▶ [GIVEN PROBLEM] Gather every line from the material below that contains the word "roof", and copy each one in full. Case counts, so only lines with the word in matching case belong.

----- EXTRACTED ENTRIES

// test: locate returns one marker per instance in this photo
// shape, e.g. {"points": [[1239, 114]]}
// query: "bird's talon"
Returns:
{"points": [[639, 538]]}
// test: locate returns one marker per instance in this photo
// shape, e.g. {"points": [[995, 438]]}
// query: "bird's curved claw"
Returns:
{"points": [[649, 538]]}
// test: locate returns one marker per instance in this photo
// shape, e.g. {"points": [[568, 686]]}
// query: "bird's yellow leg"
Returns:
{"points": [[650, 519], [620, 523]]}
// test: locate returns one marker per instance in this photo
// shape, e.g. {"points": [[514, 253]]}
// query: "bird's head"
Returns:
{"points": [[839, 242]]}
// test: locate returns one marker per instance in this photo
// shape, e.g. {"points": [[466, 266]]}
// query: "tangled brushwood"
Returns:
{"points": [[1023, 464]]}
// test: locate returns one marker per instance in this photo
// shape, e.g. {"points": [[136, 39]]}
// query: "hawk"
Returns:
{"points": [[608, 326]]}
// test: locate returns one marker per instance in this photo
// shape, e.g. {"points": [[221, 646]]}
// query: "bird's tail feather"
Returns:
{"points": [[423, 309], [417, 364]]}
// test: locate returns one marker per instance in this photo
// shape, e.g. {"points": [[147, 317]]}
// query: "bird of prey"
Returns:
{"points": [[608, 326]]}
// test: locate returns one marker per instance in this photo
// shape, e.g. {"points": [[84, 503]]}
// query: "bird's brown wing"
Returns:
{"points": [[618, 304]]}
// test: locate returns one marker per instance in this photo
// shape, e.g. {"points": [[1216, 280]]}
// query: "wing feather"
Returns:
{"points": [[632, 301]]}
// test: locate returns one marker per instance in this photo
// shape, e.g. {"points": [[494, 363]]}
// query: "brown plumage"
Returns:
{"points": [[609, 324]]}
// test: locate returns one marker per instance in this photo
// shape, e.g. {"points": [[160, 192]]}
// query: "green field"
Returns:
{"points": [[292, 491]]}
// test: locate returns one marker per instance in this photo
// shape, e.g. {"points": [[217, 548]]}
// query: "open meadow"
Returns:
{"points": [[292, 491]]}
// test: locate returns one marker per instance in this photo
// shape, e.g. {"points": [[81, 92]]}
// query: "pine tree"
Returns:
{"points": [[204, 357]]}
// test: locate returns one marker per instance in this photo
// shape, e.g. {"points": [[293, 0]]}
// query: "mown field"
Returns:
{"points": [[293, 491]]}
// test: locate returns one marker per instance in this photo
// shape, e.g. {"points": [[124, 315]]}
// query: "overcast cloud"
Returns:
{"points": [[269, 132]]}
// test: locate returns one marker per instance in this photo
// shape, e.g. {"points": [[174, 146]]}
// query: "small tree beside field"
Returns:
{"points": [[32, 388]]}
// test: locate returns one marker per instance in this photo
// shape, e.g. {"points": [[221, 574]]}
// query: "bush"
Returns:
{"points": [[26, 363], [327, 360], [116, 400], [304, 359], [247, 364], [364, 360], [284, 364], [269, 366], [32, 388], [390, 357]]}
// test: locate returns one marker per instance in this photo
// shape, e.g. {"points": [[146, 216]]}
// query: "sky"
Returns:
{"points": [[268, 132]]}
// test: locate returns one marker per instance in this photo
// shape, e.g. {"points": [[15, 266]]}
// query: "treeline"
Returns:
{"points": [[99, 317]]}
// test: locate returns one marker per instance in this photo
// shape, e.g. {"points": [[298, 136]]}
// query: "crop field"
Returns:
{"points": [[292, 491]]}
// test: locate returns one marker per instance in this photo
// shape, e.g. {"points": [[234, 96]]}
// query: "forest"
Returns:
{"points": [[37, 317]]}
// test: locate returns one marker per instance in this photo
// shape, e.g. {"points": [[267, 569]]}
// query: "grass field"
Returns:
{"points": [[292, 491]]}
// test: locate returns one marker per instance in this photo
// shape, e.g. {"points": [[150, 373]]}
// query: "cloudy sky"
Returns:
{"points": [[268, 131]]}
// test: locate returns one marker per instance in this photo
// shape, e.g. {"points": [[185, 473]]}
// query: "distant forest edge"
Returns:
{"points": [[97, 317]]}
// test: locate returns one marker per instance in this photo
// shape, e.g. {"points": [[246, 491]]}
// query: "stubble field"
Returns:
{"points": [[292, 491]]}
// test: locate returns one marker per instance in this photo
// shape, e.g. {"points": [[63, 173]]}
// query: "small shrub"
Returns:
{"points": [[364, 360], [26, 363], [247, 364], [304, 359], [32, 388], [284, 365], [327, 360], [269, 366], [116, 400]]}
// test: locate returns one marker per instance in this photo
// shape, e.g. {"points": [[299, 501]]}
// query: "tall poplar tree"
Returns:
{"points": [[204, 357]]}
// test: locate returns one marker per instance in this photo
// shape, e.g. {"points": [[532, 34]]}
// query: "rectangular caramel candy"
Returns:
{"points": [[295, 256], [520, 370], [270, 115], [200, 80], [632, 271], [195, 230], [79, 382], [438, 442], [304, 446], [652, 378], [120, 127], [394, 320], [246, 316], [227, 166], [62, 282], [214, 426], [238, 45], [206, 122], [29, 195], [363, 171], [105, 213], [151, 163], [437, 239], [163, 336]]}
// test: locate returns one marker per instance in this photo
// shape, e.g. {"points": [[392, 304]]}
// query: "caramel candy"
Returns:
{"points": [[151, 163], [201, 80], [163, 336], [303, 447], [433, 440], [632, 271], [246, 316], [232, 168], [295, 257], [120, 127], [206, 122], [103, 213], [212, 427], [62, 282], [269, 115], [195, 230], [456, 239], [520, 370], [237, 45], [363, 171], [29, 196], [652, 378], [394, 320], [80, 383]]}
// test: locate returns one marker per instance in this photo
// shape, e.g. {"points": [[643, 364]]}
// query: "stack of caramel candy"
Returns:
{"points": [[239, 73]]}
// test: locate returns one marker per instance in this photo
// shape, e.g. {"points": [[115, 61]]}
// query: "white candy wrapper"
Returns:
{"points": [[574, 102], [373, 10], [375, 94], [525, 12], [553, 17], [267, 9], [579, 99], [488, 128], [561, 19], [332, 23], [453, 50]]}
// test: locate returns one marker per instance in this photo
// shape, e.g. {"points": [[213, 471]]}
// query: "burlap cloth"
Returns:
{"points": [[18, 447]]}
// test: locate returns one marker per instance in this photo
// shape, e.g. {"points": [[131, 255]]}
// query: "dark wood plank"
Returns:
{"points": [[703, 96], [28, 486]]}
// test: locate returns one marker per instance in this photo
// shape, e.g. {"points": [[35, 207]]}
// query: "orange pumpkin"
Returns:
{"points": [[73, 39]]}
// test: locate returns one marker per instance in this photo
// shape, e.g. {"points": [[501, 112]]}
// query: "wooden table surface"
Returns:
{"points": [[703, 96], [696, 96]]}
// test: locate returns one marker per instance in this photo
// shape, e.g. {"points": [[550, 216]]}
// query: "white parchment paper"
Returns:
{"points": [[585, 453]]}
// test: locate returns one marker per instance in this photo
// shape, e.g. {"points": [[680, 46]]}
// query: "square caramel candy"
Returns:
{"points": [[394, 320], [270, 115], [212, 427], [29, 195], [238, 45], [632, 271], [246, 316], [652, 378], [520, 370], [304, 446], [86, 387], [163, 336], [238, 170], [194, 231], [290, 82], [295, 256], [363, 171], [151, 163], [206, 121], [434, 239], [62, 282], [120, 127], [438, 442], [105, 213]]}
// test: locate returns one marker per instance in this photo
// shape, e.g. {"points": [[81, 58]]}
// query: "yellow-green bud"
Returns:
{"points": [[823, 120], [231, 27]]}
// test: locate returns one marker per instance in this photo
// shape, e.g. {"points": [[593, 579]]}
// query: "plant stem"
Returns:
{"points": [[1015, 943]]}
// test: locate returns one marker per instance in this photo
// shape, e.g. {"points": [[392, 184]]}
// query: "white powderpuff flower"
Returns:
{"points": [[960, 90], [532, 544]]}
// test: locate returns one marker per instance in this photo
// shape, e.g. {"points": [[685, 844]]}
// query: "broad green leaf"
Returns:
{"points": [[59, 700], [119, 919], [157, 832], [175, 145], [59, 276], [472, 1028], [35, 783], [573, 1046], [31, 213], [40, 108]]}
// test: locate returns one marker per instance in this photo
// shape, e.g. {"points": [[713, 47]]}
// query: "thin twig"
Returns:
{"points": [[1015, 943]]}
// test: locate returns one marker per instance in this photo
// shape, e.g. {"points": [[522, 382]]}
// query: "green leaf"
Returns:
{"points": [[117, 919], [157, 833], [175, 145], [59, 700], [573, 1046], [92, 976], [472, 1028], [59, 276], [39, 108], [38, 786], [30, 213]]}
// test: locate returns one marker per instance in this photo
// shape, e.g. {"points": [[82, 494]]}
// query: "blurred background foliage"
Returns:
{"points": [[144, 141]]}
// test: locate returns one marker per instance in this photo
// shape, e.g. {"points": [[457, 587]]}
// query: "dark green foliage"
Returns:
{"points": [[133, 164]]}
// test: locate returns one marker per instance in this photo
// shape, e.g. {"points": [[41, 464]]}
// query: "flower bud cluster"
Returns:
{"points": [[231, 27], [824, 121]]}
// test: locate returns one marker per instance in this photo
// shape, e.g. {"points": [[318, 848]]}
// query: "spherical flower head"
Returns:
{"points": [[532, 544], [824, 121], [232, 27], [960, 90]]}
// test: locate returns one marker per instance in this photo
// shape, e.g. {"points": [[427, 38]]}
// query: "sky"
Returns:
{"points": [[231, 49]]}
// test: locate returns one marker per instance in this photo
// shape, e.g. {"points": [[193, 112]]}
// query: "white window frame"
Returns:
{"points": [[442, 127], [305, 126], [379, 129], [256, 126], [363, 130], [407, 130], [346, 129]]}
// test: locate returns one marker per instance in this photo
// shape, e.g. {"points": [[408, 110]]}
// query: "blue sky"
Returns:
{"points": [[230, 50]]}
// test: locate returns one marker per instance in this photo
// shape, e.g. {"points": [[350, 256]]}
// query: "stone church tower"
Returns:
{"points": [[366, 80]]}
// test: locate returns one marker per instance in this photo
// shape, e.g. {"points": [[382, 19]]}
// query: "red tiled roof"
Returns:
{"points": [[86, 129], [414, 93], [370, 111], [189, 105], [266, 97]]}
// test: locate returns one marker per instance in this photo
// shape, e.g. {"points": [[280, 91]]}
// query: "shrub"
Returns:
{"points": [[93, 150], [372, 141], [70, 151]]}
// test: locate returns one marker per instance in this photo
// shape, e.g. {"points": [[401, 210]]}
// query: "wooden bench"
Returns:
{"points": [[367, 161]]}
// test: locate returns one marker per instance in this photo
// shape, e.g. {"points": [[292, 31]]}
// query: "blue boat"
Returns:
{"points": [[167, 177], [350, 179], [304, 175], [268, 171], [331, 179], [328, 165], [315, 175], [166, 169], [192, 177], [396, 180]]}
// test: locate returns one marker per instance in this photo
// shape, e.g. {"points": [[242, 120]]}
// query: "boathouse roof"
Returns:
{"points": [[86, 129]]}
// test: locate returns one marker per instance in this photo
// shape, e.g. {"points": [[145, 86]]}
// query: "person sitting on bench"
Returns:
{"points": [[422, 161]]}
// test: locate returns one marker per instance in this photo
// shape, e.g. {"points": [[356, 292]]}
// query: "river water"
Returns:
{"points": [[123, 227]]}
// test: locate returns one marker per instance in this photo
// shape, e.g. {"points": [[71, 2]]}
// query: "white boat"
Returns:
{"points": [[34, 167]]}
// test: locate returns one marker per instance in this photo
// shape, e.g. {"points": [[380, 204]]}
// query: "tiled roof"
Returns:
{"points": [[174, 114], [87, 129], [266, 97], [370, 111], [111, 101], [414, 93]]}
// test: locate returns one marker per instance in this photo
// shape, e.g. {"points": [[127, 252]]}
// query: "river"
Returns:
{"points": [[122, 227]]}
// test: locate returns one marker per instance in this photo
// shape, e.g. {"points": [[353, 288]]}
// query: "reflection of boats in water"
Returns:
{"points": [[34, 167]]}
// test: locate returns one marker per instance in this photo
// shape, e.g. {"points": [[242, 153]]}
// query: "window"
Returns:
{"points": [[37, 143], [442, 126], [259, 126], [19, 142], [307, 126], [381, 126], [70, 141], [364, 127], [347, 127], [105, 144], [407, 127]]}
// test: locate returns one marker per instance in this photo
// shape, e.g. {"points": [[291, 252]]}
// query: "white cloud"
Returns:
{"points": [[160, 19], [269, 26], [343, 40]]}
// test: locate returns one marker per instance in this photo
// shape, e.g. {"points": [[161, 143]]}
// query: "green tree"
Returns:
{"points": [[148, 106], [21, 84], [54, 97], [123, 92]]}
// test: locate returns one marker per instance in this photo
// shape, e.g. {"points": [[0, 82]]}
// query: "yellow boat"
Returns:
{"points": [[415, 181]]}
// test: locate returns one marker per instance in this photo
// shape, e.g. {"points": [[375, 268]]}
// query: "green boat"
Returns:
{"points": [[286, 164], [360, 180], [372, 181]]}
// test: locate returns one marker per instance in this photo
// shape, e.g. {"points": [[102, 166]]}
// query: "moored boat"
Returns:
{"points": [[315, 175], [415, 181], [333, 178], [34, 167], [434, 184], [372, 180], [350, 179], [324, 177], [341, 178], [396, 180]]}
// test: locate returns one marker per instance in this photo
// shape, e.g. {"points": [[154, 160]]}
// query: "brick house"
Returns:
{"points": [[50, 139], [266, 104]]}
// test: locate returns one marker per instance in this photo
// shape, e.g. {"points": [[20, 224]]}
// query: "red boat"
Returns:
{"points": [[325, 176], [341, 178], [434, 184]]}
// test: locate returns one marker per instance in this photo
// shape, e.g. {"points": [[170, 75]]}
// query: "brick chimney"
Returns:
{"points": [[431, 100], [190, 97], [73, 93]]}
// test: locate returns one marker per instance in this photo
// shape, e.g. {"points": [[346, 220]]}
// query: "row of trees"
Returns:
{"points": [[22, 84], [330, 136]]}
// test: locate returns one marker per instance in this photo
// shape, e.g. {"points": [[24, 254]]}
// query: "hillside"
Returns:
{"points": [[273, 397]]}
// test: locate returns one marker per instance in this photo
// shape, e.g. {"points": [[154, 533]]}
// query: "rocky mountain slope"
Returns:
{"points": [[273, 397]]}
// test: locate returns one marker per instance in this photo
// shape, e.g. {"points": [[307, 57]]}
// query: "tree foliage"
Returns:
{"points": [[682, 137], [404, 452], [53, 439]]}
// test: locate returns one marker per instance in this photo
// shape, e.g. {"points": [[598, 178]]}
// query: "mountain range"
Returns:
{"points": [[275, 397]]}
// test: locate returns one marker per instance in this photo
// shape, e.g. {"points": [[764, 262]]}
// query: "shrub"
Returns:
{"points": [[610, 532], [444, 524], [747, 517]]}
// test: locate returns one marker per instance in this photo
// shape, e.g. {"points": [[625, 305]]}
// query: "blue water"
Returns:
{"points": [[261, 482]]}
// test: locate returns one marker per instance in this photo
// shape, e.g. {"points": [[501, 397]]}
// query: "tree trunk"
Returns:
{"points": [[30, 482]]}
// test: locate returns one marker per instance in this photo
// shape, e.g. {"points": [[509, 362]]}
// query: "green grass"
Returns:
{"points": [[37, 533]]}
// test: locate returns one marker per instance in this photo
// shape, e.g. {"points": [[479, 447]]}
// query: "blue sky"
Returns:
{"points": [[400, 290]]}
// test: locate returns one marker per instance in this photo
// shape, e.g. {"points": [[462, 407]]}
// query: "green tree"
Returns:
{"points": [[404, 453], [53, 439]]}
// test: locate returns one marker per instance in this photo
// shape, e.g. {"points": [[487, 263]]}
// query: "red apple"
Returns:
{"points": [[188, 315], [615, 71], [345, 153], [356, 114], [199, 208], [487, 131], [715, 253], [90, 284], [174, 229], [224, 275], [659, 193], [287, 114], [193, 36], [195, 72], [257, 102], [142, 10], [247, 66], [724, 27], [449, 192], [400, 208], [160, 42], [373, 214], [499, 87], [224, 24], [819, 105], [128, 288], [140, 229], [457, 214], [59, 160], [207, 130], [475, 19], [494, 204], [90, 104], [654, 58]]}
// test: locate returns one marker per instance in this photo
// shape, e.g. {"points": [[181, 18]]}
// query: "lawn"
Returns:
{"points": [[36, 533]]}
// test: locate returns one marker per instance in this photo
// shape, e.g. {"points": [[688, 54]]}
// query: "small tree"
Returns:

----------

▶ [EXERCISE OUTPUT]
// query: "red tiled roof"
// query: "boathouse roof"
// query: "tiled roof"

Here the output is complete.